[START Source data]

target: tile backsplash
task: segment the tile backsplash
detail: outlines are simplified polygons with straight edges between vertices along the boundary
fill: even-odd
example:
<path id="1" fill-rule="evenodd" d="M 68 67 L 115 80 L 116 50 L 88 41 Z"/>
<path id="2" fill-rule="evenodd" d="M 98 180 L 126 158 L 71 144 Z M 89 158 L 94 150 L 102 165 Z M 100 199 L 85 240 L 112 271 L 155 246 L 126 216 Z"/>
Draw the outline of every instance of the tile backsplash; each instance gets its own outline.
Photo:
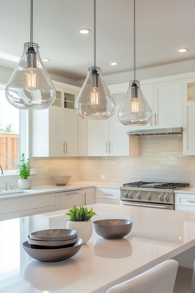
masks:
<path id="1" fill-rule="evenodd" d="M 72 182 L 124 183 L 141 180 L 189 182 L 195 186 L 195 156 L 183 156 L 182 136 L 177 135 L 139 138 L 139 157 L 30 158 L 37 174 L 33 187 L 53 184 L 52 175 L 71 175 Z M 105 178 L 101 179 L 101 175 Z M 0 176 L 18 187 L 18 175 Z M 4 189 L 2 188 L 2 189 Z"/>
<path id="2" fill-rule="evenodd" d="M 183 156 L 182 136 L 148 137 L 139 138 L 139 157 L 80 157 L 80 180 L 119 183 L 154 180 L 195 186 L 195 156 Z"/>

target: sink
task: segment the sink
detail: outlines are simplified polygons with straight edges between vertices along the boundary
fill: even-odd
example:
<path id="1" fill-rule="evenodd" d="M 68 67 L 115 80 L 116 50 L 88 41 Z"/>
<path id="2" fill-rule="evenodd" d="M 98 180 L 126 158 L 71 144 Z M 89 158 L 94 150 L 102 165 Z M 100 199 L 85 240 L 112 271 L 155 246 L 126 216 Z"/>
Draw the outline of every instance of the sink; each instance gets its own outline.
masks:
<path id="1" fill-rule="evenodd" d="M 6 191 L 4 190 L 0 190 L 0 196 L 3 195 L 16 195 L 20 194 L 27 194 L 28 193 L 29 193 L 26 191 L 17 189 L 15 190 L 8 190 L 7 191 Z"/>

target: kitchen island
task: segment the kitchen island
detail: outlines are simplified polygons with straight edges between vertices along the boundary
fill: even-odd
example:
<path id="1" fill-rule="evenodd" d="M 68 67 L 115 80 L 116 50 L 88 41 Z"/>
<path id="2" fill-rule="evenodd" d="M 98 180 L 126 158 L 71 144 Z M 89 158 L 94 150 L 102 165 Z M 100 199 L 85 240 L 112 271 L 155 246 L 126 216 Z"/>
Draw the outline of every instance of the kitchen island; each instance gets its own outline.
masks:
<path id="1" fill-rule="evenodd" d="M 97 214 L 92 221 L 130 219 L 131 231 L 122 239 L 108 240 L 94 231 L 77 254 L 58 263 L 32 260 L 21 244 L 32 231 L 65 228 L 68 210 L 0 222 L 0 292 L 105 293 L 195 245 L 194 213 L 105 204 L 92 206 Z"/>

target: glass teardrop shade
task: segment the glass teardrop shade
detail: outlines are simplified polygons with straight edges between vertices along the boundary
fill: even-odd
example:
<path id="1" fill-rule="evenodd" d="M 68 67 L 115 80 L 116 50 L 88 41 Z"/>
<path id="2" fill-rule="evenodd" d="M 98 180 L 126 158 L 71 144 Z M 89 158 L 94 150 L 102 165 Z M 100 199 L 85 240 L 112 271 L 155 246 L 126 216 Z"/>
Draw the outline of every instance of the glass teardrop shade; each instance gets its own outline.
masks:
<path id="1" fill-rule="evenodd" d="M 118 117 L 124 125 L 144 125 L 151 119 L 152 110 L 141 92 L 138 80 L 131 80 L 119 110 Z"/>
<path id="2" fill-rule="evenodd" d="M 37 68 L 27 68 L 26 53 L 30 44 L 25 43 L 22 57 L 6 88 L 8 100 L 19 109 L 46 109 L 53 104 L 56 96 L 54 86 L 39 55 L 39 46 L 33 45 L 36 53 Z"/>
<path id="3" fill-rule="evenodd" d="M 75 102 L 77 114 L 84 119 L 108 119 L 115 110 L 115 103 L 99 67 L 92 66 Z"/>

[END Source data]

Lay out all of the lines above as a Markdown table with two columns, Number and Line, numbering the rows in order. Skip blank lines, and omit the picture from the table.

| Number | Line |
|---|---|
| 1 | target: tile backsplash |
| 2 | task: segment the tile backsplash |
| 3 | detail: outlines are simplified polygons with straight edges between vertices along the boundary |
| 4 | fill: even-odd |
| 5 | example: |
| 6 | <path id="1" fill-rule="evenodd" d="M 68 67 L 115 80 L 116 50 L 88 41 Z"/> |
| 7 | <path id="2" fill-rule="evenodd" d="M 98 180 L 126 158 L 71 144 Z M 89 158 L 94 150 L 102 165 Z M 100 199 L 85 240 L 112 271 L 155 246 L 126 216 Z"/> |
| 8 | Draw the outline of every instance of the tile backsplash; each instance gets its own outline. |
| 9 | Photo: |
| 10 | masks: |
| 11 | <path id="1" fill-rule="evenodd" d="M 72 182 L 124 183 L 141 180 L 189 182 L 195 186 L 195 156 L 183 156 L 182 136 L 177 135 L 139 138 L 139 157 L 30 158 L 37 174 L 33 187 L 53 184 L 52 175 L 71 175 Z M 105 178 L 101 179 L 101 175 Z M 0 176 L 18 187 L 18 175 Z M 4 189 L 2 188 L 2 189 Z"/> |
| 12 | <path id="2" fill-rule="evenodd" d="M 183 156 L 182 136 L 148 137 L 139 138 L 139 157 L 80 157 L 80 180 L 119 183 L 154 180 L 195 186 L 195 156 Z"/> |
| 13 | target: sink |
| 14 | task: segment the sink |
| 15 | detail: outlines are simplified polygons with straight edges between vertices along the boundary |
| 16 | fill: even-odd |
| 17 | example: |
| 18 | <path id="1" fill-rule="evenodd" d="M 68 67 L 115 80 L 116 50 L 88 41 Z"/> |
| 19 | <path id="2" fill-rule="evenodd" d="M 98 180 L 126 158 L 71 144 Z M 89 158 L 94 150 L 102 165 Z M 100 199 L 85 240 L 112 271 L 155 246 L 126 216 Z"/> |
| 20 | Draw the outline of every instance of the sink; each instance gets its own outline. |
| 21 | masks: |
| 22 | <path id="1" fill-rule="evenodd" d="M 6 191 L 4 190 L 0 190 L 0 196 L 3 195 L 16 195 L 20 194 L 27 194 L 28 193 L 29 193 L 26 191 L 17 189 L 15 190 L 8 190 L 7 191 Z"/> |
| 23 | target: kitchen island |
| 24 | task: segment the kitchen island |
| 25 | detail: outlines are simplified polygons with straight edges between vertices along the boundary |
| 26 | fill: even-odd |
| 27 | example: |
| 28 | <path id="1" fill-rule="evenodd" d="M 68 67 L 115 80 L 116 50 L 88 41 Z"/> |
| 29 | <path id="2" fill-rule="evenodd" d="M 98 180 L 126 158 L 71 144 Z M 89 158 L 94 150 L 102 165 Z M 100 199 L 85 240 L 112 271 L 155 246 L 126 216 Z"/> |
| 30 | Draw the outline of every instance of the kitchen island; each instance gets its own outline. |
| 31 | masks: |
| 32 | <path id="1" fill-rule="evenodd" d="M 97 214 L 92 221 L 130 219 L 131 231 L 122 239 L 108 240 L 94 231 L 77 254 L 58 263 L 32 260 L 21 244 L 32 231 L 65 228 L 68 210 L 0 222 L 0 292 L 105 293 L 195 245 L 194 213 L 105 204 L 92 206 Z"/> |
| 33 | target: glass teardrop shade |
| 34 | task: segment the glass teardrop shade |
| 35 | detail: outlines are simplified polygons with straight edges between vertices along the boundary |
| 36 | fill: even-odd |
| 37 | example: |
| 38 | <path id="1" fill-rule="evenodd" d="M 68 67 L 115 80 L 116 50 L 88 41 Z"/> |
| 39 | <path id="2" fill-rule="evenodd" d="M 98 180 L 126 158 L 71 144 Z M 89 158 L 94 150 L 102 165 Z M 100 199 L 85 240 L 112 271 L 155 246 L 126 216 Z"/> |
| 40 | Draw the outline of every instance of the glass teardrop shade; each instance gets its own outline. |
| 41 | masks: |
| 42 | <path id="1" fill-rule="evenodd" d="M 118 117 L 124 125 L 144 125 L 151 119 L 152 110 L 141 92 L 138 80 L 131 80 L 119 110 Z"/> |
| 43 | <path id="2" fill-rule="evenodd" d="M 37 68 L 27 68 L 26 53 L 30 44 L 25 43 L 22 57 L 6 88 L 8 100 L 19 109 L 46 109 L 53 104 L 56 96 L 54 86 L 39 55 L 39 46 L 33 45 L 36 53 Z"/> |
| 44 | <path id="3" fill-rule="evenodd" d="M 75 102 L 77 114 L 84 119 L 108 119 L 115 110 L 115 103 L 99 67 L 92 66 Z"/> |